» **What the task requires**:
Locate the word "building" in the entries below, then gather every line that holds it.

+--

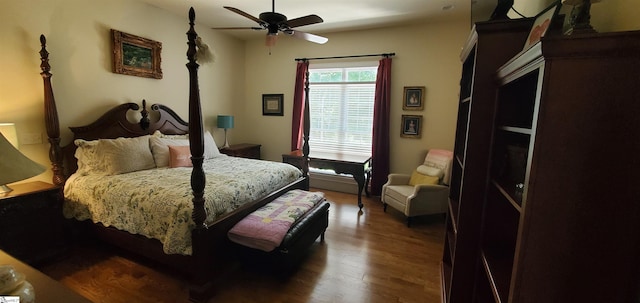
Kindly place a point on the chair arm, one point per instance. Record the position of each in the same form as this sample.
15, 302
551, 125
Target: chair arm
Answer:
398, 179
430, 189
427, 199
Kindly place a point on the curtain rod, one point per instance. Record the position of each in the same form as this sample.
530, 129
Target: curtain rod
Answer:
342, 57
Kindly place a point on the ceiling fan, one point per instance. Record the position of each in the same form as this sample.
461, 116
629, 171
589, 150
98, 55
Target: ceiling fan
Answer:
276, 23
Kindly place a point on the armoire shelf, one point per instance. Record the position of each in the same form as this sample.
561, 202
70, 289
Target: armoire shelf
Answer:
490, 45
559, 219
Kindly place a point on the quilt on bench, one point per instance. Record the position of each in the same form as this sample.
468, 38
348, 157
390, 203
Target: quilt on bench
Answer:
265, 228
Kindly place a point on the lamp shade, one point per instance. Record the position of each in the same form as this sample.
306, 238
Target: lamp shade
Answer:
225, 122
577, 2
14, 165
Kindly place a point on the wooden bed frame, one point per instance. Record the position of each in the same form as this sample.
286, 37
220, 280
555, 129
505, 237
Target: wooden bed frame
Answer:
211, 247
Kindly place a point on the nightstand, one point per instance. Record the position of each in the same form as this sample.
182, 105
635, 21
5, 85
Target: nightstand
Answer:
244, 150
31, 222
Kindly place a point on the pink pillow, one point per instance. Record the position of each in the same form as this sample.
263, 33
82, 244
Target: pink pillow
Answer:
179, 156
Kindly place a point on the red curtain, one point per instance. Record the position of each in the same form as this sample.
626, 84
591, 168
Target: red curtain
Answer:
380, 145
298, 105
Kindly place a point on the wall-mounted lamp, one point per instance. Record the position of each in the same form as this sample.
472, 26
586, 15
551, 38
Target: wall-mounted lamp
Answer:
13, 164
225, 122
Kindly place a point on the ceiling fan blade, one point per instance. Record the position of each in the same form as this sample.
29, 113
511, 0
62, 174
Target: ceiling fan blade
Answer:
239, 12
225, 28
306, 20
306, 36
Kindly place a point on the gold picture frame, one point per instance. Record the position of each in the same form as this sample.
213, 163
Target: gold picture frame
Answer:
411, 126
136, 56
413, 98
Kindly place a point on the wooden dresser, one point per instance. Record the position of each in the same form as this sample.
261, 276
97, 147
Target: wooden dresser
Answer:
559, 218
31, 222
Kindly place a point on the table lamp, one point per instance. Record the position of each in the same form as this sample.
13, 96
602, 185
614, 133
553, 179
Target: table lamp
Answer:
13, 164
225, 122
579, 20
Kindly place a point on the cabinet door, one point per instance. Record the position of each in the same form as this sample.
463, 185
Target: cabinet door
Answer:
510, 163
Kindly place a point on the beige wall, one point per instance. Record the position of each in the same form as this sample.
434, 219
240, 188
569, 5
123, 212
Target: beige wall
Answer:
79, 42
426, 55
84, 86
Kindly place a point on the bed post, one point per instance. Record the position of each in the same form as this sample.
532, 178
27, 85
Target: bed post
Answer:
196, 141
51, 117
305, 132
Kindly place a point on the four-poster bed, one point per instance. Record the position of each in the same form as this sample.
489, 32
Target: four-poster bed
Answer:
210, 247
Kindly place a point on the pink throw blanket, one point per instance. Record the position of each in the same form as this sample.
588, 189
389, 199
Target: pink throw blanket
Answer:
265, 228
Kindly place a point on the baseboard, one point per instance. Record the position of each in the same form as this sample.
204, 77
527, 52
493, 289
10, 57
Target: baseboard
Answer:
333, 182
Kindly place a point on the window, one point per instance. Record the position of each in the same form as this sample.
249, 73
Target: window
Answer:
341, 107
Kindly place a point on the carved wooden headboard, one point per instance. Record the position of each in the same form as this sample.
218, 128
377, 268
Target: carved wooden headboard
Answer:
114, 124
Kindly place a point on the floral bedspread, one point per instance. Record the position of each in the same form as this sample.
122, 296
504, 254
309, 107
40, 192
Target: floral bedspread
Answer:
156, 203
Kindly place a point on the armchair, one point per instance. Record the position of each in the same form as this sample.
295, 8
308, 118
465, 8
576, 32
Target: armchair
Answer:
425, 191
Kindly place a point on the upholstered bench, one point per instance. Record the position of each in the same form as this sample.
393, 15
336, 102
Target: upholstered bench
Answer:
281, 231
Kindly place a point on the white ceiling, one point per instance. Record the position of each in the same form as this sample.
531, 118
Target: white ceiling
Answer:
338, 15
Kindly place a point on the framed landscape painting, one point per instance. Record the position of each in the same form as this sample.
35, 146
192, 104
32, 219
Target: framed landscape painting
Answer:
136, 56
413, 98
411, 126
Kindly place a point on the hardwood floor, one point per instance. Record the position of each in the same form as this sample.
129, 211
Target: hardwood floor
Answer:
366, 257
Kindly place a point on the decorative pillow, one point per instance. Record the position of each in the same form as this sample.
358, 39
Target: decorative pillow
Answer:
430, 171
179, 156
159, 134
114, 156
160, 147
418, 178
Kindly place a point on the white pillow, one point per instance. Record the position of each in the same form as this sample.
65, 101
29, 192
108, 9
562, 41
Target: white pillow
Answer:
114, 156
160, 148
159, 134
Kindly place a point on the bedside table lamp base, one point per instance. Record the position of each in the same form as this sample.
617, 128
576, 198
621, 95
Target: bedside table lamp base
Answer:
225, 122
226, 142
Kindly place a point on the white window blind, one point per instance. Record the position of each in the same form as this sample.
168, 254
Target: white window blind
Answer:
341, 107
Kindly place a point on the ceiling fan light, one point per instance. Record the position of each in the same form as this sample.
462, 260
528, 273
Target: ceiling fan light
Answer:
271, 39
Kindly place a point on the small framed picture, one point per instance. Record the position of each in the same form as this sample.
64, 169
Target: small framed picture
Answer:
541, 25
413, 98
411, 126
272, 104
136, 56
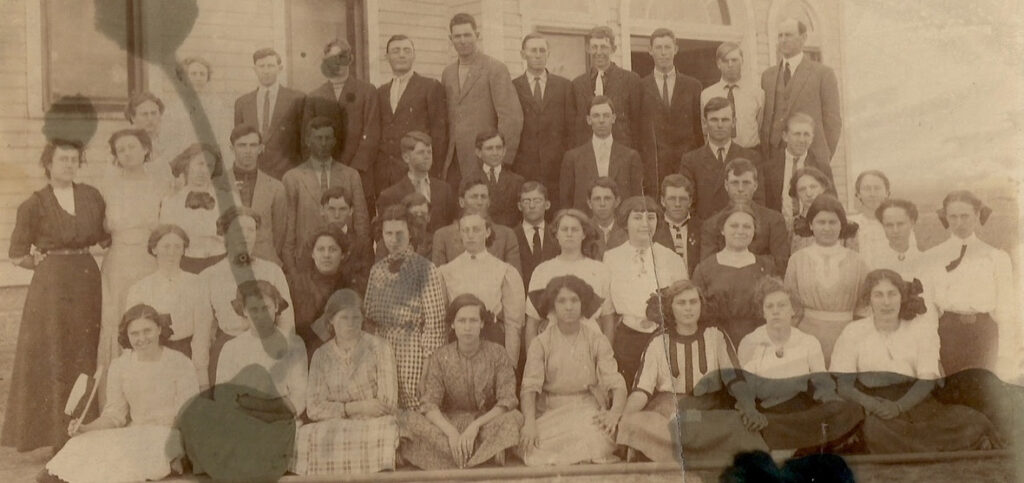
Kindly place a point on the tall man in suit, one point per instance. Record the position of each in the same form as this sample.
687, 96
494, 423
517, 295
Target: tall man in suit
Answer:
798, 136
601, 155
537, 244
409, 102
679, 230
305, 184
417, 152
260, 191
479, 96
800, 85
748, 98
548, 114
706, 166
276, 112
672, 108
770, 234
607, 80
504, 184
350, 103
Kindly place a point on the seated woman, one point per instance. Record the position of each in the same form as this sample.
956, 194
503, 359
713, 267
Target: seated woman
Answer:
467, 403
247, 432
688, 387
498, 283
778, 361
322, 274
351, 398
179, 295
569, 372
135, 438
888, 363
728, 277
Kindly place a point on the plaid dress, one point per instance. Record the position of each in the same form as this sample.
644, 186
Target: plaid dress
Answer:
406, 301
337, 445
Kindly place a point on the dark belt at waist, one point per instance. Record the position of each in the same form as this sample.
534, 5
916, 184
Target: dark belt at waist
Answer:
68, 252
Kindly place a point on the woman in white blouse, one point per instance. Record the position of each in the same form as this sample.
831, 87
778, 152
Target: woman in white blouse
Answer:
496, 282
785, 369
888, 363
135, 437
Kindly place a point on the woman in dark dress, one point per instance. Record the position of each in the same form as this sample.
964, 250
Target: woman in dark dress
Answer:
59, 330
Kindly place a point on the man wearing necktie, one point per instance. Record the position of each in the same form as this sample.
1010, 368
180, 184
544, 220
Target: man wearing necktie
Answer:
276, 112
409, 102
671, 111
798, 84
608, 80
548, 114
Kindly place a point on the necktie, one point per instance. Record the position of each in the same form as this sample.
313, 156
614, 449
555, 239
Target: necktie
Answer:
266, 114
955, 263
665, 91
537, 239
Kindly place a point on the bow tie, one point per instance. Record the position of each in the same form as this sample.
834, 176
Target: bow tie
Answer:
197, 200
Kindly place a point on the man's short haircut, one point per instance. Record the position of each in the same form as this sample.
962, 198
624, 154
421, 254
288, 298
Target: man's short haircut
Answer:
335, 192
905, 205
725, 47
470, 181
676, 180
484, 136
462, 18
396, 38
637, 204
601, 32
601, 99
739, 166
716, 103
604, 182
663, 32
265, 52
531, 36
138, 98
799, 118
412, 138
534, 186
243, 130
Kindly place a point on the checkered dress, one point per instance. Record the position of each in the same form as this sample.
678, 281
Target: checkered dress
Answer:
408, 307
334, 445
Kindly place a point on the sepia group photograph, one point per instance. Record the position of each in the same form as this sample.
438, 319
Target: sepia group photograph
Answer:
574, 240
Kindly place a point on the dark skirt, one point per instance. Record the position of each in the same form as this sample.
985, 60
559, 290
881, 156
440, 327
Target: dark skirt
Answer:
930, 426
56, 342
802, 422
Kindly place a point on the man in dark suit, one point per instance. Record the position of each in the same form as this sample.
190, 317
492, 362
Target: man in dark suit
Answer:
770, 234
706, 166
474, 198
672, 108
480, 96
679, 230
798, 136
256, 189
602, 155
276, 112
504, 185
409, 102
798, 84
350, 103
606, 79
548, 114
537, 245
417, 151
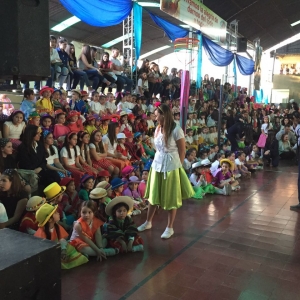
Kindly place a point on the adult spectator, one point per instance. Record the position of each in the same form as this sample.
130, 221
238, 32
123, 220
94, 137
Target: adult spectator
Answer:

+--

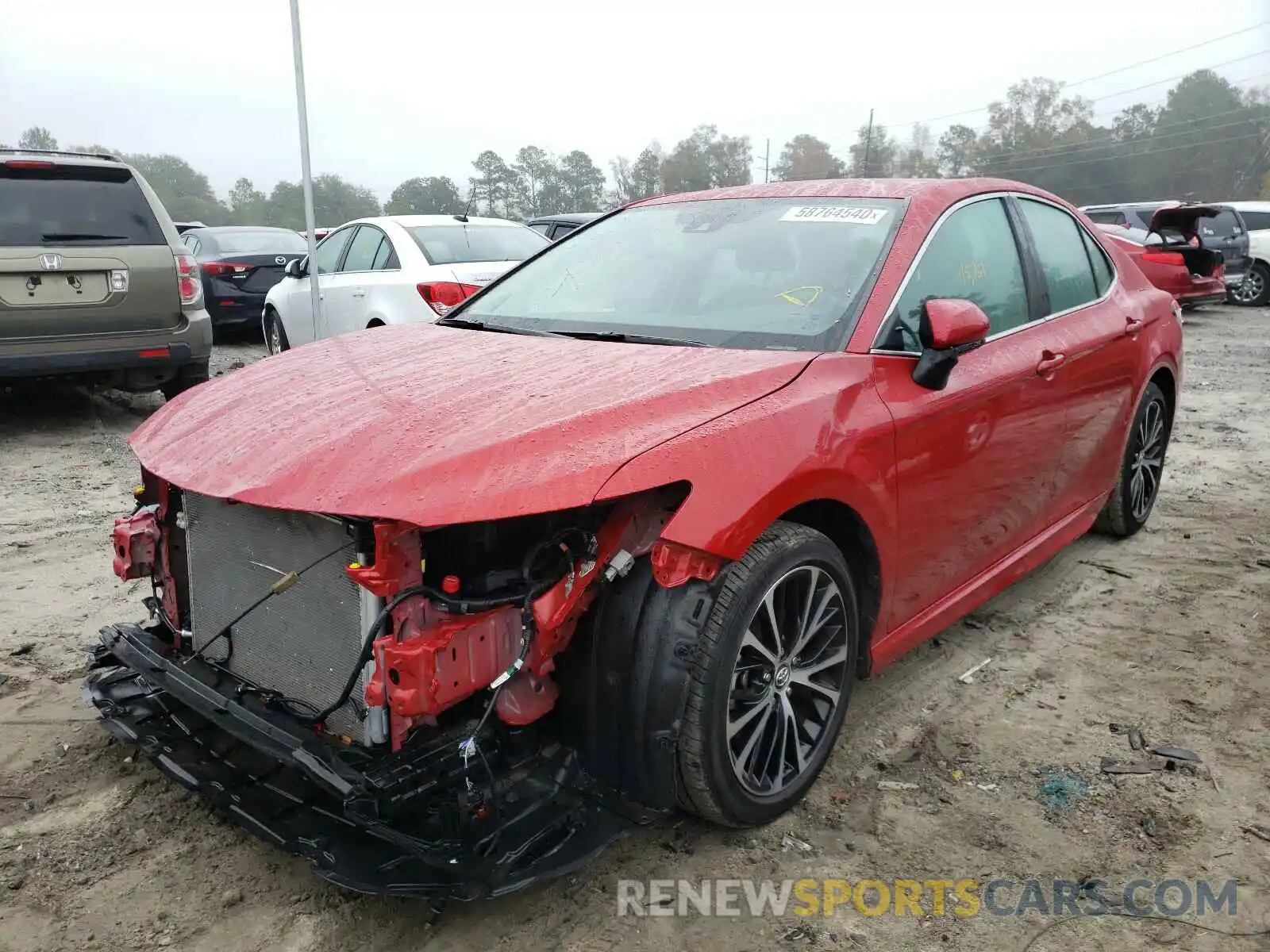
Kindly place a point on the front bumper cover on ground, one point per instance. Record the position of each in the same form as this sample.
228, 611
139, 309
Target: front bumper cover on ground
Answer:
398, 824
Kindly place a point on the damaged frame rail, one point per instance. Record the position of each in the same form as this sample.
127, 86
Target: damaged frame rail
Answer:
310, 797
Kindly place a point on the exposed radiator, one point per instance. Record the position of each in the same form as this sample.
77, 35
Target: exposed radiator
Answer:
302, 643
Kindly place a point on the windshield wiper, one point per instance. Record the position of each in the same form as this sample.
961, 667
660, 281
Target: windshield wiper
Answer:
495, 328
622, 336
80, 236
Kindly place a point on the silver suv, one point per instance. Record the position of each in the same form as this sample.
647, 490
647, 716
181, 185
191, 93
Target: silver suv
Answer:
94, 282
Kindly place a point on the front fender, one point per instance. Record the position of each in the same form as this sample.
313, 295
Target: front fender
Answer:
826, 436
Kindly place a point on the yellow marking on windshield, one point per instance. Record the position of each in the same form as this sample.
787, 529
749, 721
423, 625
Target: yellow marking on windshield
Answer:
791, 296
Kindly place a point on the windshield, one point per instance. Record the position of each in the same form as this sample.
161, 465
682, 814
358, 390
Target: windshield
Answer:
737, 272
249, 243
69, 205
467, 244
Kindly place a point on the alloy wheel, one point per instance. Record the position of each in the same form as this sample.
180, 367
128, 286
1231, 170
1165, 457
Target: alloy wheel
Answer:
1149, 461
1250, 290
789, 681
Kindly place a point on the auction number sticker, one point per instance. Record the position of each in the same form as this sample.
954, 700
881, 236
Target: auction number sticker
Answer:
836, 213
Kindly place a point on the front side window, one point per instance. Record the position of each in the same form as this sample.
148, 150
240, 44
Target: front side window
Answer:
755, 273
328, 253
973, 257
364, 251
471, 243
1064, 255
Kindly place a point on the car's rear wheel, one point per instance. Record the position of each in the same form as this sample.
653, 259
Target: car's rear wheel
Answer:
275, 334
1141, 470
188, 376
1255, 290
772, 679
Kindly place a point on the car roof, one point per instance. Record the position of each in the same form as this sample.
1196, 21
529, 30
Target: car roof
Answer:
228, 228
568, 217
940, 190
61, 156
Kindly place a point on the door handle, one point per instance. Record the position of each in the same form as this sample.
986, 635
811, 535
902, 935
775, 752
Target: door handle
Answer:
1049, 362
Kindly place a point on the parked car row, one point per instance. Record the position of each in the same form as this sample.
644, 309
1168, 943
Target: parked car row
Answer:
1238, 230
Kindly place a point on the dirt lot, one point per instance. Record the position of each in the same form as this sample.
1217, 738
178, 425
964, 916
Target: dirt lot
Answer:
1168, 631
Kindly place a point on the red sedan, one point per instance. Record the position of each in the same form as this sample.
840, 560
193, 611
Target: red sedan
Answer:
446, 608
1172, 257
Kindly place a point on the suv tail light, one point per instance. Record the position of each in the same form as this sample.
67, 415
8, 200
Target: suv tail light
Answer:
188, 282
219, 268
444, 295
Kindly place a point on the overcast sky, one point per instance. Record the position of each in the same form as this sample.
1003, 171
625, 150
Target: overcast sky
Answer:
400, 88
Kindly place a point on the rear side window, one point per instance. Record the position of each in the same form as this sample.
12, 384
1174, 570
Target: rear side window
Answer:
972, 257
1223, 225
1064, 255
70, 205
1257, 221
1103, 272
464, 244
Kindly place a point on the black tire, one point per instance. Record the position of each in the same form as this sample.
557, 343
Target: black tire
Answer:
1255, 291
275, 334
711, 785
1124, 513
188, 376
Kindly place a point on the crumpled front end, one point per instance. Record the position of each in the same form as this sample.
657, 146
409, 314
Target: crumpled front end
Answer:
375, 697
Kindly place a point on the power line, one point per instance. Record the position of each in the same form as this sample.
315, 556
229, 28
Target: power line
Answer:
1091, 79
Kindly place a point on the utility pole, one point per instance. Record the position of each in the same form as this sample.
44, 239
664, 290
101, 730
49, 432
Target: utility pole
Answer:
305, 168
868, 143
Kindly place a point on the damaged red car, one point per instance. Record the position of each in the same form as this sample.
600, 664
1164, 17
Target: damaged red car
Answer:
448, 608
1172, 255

+--

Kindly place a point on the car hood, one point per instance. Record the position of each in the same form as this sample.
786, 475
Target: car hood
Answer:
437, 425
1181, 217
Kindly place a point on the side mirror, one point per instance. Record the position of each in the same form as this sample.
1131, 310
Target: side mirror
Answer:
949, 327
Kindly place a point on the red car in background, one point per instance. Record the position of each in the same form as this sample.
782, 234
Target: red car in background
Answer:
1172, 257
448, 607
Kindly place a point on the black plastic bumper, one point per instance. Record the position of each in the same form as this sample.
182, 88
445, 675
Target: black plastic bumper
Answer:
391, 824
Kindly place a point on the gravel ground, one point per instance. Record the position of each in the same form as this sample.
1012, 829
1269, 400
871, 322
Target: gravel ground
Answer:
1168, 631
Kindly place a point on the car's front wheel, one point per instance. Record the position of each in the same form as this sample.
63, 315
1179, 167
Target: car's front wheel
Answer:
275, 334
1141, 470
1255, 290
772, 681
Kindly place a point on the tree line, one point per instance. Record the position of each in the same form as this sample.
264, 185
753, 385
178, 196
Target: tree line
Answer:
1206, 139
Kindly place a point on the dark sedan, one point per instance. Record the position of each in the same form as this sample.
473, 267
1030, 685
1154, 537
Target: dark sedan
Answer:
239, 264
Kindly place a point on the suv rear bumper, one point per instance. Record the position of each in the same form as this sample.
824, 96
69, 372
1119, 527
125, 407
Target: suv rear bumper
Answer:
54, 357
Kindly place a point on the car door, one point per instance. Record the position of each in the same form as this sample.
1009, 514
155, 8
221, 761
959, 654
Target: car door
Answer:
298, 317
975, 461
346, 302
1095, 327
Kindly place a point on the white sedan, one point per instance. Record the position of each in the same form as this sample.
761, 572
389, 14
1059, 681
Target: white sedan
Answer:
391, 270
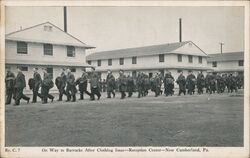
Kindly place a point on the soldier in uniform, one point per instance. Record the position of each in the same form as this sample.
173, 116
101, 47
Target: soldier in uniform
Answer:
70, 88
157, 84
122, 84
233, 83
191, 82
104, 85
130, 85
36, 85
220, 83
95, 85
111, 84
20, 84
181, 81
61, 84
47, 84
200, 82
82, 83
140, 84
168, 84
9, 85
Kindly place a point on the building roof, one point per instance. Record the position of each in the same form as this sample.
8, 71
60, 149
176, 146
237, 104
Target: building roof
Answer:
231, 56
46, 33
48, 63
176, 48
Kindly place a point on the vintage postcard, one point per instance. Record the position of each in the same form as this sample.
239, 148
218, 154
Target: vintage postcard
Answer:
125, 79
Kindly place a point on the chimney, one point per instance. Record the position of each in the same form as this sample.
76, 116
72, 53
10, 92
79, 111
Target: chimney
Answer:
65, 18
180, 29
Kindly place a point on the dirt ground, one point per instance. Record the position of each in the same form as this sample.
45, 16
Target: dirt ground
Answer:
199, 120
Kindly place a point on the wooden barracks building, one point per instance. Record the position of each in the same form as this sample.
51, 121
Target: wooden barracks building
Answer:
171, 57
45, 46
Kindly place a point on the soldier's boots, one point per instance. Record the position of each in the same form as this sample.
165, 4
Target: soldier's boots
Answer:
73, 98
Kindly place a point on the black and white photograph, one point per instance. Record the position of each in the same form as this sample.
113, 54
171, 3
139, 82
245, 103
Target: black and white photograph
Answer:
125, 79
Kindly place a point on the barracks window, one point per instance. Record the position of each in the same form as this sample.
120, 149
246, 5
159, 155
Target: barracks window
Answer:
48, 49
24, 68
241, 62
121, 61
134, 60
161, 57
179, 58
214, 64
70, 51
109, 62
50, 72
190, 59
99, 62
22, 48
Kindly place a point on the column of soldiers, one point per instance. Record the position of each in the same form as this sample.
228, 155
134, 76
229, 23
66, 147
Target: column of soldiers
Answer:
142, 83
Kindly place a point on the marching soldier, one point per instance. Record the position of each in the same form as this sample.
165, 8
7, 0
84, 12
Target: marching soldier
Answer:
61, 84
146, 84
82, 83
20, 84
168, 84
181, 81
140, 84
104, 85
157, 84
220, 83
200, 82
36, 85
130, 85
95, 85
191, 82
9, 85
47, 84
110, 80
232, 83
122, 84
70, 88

+--

» **Result for this exercise**:
Kindly place a point on the building roof, one point per instance. Record the position of each in the same form as this sample.
Target: building roof
Kindly place a point on the wooden barracks building, one point per instance. Record the position of each in the same form as this sample.
Target: wooden barracks building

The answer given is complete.